##### FRAGMENTO DEL TEXTO #####

Mais la comparaison est trompeuse, car elle suggère que le monde de l'Islam est aussi centralisé que feu le monde soviétique - nonobstant la dissidence chinoise -, et que la Mecque constitue réellement, pour retourner la célèbre formule, le Moscou de l'Islam. Il n'est rien, et le monde musulman n'est ni monolithique ni homogène. Il comporte une pluralité de centres en compétition acharnée pour l'hégémonie sur les valeurs politico-religieuses. Son rapport avec l'Occident, et la modernité que celui-ci invente et diffuse, s'avère plus complexe, profond, intime que l'antagonisme idéologique et militaire tranché que prévalait entre États-Unis et Union Soviétique. Il n'existe pas de Komintern islamiste dont les mouvements radicaux à travers la planète appliqueraient les instructions comme les partis communistes de chaque pais suivaient aveuglément la ligne stalinienne eu égard aux intérêts de l'URSS.
Gilles Kepel, Fitna
Pero la comparación es engañosa, ya que sugiere que el mundo islámico está tan centralizado como lo fuera el soviético - a pesar dela disidencia china -, y que la Meca en realidad consituye, por darle la vuelta a la famosa fórmula, el Moscú del Islám. No lo es en absoluto, mientras que el mundo musulmám no es ni monolítico ni homogéneo. Se compone de una pluralidad de centros en competición encarnizada por la hegomonía en el campo de los valores políticos y morales. Su relación con Occidente y la modernidad que inventó y difunde, se revela más compleja y profunda que el antagonismo económico y militar que prevalecía entre los Estados Unidos y la URSS. No existe un Comintern islamista cuyas instrucciones sean aplicadas por los movimientos radicales dispersos por el planeta, de manera similar a como los partidos comunistas de cada país seguían ciegamente las línea estalínista en consideración a los intereses de la URSS.
Para el mundo entero, que los presenció en directo, los atentados del 11-S fueron como un rayo en un cielo sereno. Nadie los esperaba, nadie los previó. Ni ellos, ni la irrupción del islamismo radical como actor en la política contemporánea. Y eso que había habido multitud de signos ya desde 1980.

##### EXTRACTOS DE DATOS #####

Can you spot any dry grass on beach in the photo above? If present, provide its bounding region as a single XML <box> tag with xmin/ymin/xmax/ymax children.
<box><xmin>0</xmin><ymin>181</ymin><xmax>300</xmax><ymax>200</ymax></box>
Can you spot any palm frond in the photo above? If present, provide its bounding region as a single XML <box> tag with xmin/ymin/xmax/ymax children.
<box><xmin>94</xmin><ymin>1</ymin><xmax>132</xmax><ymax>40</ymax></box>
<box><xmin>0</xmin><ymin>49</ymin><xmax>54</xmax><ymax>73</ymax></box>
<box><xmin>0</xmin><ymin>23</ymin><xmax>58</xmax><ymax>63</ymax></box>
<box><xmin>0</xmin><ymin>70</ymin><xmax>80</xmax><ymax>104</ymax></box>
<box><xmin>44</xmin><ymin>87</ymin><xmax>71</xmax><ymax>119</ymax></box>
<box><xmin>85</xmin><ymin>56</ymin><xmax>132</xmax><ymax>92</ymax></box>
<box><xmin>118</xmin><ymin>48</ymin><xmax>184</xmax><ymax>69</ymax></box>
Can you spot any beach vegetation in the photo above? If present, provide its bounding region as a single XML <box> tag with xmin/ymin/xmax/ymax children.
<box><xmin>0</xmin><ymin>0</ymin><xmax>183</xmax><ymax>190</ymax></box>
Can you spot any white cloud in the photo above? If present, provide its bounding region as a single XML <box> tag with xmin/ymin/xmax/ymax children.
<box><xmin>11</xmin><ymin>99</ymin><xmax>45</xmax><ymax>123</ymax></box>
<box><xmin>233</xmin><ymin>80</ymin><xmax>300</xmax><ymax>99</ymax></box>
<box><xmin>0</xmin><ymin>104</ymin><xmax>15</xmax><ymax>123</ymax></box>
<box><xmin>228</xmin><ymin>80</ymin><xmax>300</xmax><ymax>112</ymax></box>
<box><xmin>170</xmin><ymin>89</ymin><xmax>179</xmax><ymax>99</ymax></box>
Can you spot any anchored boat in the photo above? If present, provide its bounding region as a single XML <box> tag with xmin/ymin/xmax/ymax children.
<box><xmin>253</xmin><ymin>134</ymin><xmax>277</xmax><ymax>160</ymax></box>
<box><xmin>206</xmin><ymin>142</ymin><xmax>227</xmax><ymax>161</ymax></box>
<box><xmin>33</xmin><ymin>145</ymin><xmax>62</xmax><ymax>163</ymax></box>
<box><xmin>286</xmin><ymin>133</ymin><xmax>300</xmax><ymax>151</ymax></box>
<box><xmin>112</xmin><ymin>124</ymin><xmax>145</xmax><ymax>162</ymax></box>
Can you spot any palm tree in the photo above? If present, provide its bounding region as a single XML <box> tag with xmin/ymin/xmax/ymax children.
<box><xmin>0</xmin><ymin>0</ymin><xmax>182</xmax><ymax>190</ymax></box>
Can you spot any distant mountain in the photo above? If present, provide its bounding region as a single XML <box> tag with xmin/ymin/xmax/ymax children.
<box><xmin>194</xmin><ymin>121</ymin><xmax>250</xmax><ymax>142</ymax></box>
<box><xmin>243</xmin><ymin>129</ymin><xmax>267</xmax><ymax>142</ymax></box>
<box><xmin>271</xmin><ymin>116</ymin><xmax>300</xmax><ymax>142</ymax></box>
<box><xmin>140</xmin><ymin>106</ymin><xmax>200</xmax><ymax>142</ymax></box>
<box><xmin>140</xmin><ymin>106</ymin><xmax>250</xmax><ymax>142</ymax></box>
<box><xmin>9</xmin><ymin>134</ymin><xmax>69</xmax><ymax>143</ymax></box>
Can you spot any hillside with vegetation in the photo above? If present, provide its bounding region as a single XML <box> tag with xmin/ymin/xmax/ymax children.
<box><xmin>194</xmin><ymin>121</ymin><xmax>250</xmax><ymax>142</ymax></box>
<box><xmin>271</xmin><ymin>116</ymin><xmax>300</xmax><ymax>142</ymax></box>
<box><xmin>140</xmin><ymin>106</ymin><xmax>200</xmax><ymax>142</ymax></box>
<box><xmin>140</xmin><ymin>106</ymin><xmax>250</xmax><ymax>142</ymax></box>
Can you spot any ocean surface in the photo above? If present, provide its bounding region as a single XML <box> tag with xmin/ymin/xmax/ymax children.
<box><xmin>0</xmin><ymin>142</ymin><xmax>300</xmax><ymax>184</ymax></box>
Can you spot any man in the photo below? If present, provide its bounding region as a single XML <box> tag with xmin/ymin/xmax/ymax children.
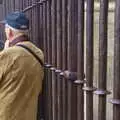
<box><xmin>0</xmin><ymin>12</ymin><xmax>44</xmax><ymax>120</ymax></box>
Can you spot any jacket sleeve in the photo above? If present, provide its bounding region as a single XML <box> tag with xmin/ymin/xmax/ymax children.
<box><xmin>0</xmin><ymin>50</ymin><xmax>12</xmax><ymax>81</ymax></box>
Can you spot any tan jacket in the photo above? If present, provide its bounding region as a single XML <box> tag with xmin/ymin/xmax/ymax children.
<box><xmin>0</xmin><ymin>42</ymin><xmax>44</xmax><ymax>120</ymax></box>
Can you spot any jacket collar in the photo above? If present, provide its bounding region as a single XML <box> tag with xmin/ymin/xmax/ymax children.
<box><xmin>9</xmin><ymin>35</ymin><xmax>29</xmax><ymax>47</ymax></box>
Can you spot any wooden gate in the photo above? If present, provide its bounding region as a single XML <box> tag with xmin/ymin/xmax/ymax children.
<box><xmin>0</xmin><ymin>0</ymin><xmax>120</xmax><ymax>120</ymax></box>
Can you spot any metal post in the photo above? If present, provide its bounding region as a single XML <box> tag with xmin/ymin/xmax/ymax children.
<box><xmin>47</xmin><ymin>1</ymin><xmax>52</xmax><ymax>120</ymax></box>
<box><xmin>56</xmin><ymin>0</ymin><xmax>62</xmax><ymax>120</ymax></box>
<box><xmin>62</xmin><ymin>0</ymin><xmax>68</xmax><ymax>120</ymax></box>
<box><xmin>95</xmin><ymin>0</ymin><xmax>108</xmax><ymax>120</ymax></box>
<box><xmin>51</xmin><ymin>0</ymin><xmax>57</xmax><ymax>120</ymax></box>
<box><xmin>67</xmin><ymin>0</ymin><xmax>77</xmax><ymax>120</ymax></box>
<box><xmin>111</xmin><ymin>0</ymin><xmax>120</xmax><ymax>120</ymax></box>
<box><xmin>83</xmin><ymin>0</ymin><xmax>94</xmax><ymax>120</ymax></box>
<box><xmin>77</xmin><ymin>0</ymin><xmax>84</xmax><ymax>120</ymax></box>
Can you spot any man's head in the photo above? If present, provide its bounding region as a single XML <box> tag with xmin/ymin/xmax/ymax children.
<box><xmin>1</xmin><ymin>12</ymin><xmax>29</xmax><ymax>40</ymax></box>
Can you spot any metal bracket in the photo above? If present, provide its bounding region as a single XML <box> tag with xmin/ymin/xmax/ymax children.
<box><xmin>83</xmin><ymin>87</ymin><xmax>96</xmax><ymax>92</ymax></box>
<box><xmin>94</xmin><ymin>89</ymin><xmax>111</xmax><ymax>95</ymax></box>
<box><xmin>44</xmin><ymin>63</ymin><xmax>52</xmax><ymax>68</ymax></box>
<box><xmin>60</xmin><ymin>70</ymin><xmax>86</xmax><ymax>84</ymax></box>
<box><xmin>109</xmin><ymin>99</ymin><xmax>120</xmax><ymax>105</ymax></box>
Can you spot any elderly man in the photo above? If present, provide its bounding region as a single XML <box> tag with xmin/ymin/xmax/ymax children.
<box><xmin>0</xmin><ymin>12</ymin><xmax>44</xmax><ymax>120</ymax></box>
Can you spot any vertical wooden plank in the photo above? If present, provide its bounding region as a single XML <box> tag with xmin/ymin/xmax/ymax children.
<box><xmin>77</xmin><ymin>0</ymin><xmax>84</xmax><ymax>120</ymax></box>
<box><xmin>67</xmin><ymin>0</ymin><xmax>77</xmax><ymax>120</ymax></box>
<box><xmin>84</xmin><ymin>0</ymin><xmax>94</xmax><ymax>120</ymax></box>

#####

» **COMPLETA LO SIGUIENTE**
A. Extrae del texto sobre el mundo islámico el pasaje que empieza en las palabras que contienen "Para el mundo" y termina después de "ya desde 1980.".
B. Continúa el texto sobre el mundo islámico a partir de su última oración.

» **RESPUESTAS**
A.
Para el mundo entero, que los presenció en directo, los atentados del 11-S fueron como un rayo en un cielo sereno. Nadie los esperaba, nadie los previó. Ni ellos, ni la irrupción del islamismo radical como actor en la política contemporánea. Y eso que había habido multitud de signos ya desde 1980.

B.
El primer aviso fue el triunfo de la revolución islámica en Irán y la constitución de una teocracía, que barrió tanto a las fuerzas laicas como a los partidos de izquierda, y que aún goza de perfecta salud. Otro lo fue la constitución de una guerrilla islámica en Afganistán contra los invasores soviéticos, que consiguió derrotarles con el apoyo estadounidense, pakistaní y saudí, para luego ir mutando en formas cada vez más radicales, cuyo último estadio fue el régimen fanático de los talibanes. O la confusa y mortífera guerra civil argelina de los 90, con islamistas del GIA y fuerzas gubernamentales rivalizando en cometer atrocidades.
Aún así, antes del 2001 esos fenómenos no nos parecían otra cosa que excepciones. O si lo prefieren, vistos desde un eurocentrismo aún dominante, cosas del tercer mundo, de salvajes atrasados a los cuales la modernidad aún no había llegado. Dolores de parto necesarios para el advenimiento de un progreso que no tardaría en cimentarse y producirse. Sin embargo, lo que se nos escapaba es que en todos los países del área islámica, de forma solapada, se estaba desarrollando un proceso de reislamización, paralelo a la decadencia y muerte del bloque comunista. Poco a poco, las fuerzas laícas, progresistas o de izquiersas eran marginalizadas, mientras que la fe rediviva ganaba adeptos y apoyos, como única corriente capaz de imponerse no sólo a un estado de Israel invencible en los aspectos militares, sino en especial a un occidente cuya influencia cultural se filtraba hasta los aspectos más recónditos de la vida cotidiana. Integrismo y reacción que, de forma paradójica, se granjearon el respaldo de la izquierda europea, quien veía en la protección de esas concepciones culturales una forma de lucha contra el neocolonialismo y el racismo, sin percatarse que protegía a los verdugos de sus camaradas ideológicos.
Pero anticipo conclusiones. En 2011, yo no sabía nada de esto. Abrumado por lo visto, decidí colmar mis lagunas y me compré una traducción del Corán y un libro enciclopedico de Gilles Keppel, de nombre La Yihad. En ella, el historiador frances narraba la evolución de estos movimientos neoislámicos, desde su aparación en Egipto en 1950, con el partido de los Hermanos Musulmanes hasta los atentados de 2001 en Nueva York. Utilizando multitud de fuentes, además de su conocimiento personal del mundo musulmán, Keppel analizaba como este movimiento se extendía, en multiples formas, por todo el mundo musulmán, en combate continuo contra las influencias externas, tanto occidentales como comunistas, pero, sobre todo, en lucha contra los regímenes nacionalistas de cada país musulmán. La Yihad contra el infiel, proclamada por estos partidos islámicos, en realidad era un Fitna interna del mundo musulmán, en la que hermanos luchaban contra hermanos, sin cuartel, piedad ni mucho menos compasión.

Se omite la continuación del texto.